Texto extraído:

O movimento de construção da concepção de escola do campo está no mesmo movimento de construção de um projeto de campo e de sociedade pelas forças sociais da classe trabalhadora, de mobilização e organização contra-hegemônica. “A escola do campo se mostra em uma relação de antagonismo às concepções de escola hegemônicas e ao projeto de educação proposto para a classe trabalhadora pelo sistema do capital” (MOLINA, 2012).
As escolas do campo são definidas pelo seu vínculo com questões inerentes a sua realidade, no alicerce da temporalidade e saberes dos próprios educandos(as), na memória coletiva, na rede de ciências e tecnologias disponíveis, na sociedade e nos movimentos sociais, na defesa de projetos que associem as soluções exigidas nas questões da qualidade social à vida coletiva do país (BRASIL, 2002).

Material fornecido:
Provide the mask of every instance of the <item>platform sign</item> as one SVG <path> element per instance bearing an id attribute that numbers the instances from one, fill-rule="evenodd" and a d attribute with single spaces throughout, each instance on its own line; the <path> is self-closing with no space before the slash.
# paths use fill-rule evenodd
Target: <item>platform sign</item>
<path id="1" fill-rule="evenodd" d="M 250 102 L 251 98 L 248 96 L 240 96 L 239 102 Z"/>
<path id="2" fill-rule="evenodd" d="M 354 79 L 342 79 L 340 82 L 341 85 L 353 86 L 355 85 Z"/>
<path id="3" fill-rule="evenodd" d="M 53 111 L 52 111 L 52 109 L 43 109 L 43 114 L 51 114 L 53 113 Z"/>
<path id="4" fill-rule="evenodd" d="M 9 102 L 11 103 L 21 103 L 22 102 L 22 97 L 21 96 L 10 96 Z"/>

O que fazer:
A - Responda às perguntas abaixo com base no texto sobre a escola do campo.
(i) Segundo o primeiro parágrafo, por quais forças sociais é construído o projeto de campo e de sociedade?
(ii) De acordo com a citação de Molina (2012), a escola do campo se mostra em antagonismo a quê?
(iii) Segundo o segundo parágrafo, as escolas do campo são definidas pelo seu vínculo com quê?
B - Prossiga o texto sobre a escola do campo a partir da última frase apresentada.

Respostas por tarefa:
A -
(i) Pelas forças sociais da classe trabalhadora.
(ii) Às concepções de escola hegemônicas e ao projeto de educação proposto para a classe trabalhadora pelo sistema do capital.
(iii) Com questões inerentes a sua realidade.

B -
Molina (2012) afirma que o entendimento de escola do campo parte da construção da Educação do Campo, nas experiências de formação humana desenvolvidas no contexto de luta dos movimentos sociais por terra e educação, ou seja, das contradições da luta social e das práticas de educação dos(as) trabalhadores(as) do e no campo. Essa concepção está de acordo com a perspectiva gramsciana da Escola Unitária, a qual desenvolve estratégias epistemológicas e pedagógicas que materializam o projeto de formação humana omnilateral, tendo como base a integração entre trabalho, ciência e cultura. Por isso esta concepção de escola do campo se mostra numa relação antagônica, contrária ao projeto hegemônico de educação da e para a classe trabalhadora.
Para que nas escolas do campo seja possível o alcance desse objetivo, dependerá da forma como elas estejam ligadas ao mundo do trabalho e às organizações políticas e culturais dos trabalhadores camponeses. Significa dizer que a escolarização em todos os níveis deve promover o conhecimento sobre a dinâmica da sociedade dividida em classes, os meios de subordinação e dominação que compõe esta dinâmica e sobre o modo de integração da produção agrícola no projeto de sociedade elaborado pela classe trabalhadora. Em outras palavras: “[…] se propõe a construir uma prática educativa que efetivamente fortaleça os camponeses para as lutas principais no bojo da constituição histórica dos movimentos de resistência à expansão capitalista em seus territórios” (MOLINA, 2012, p. 330).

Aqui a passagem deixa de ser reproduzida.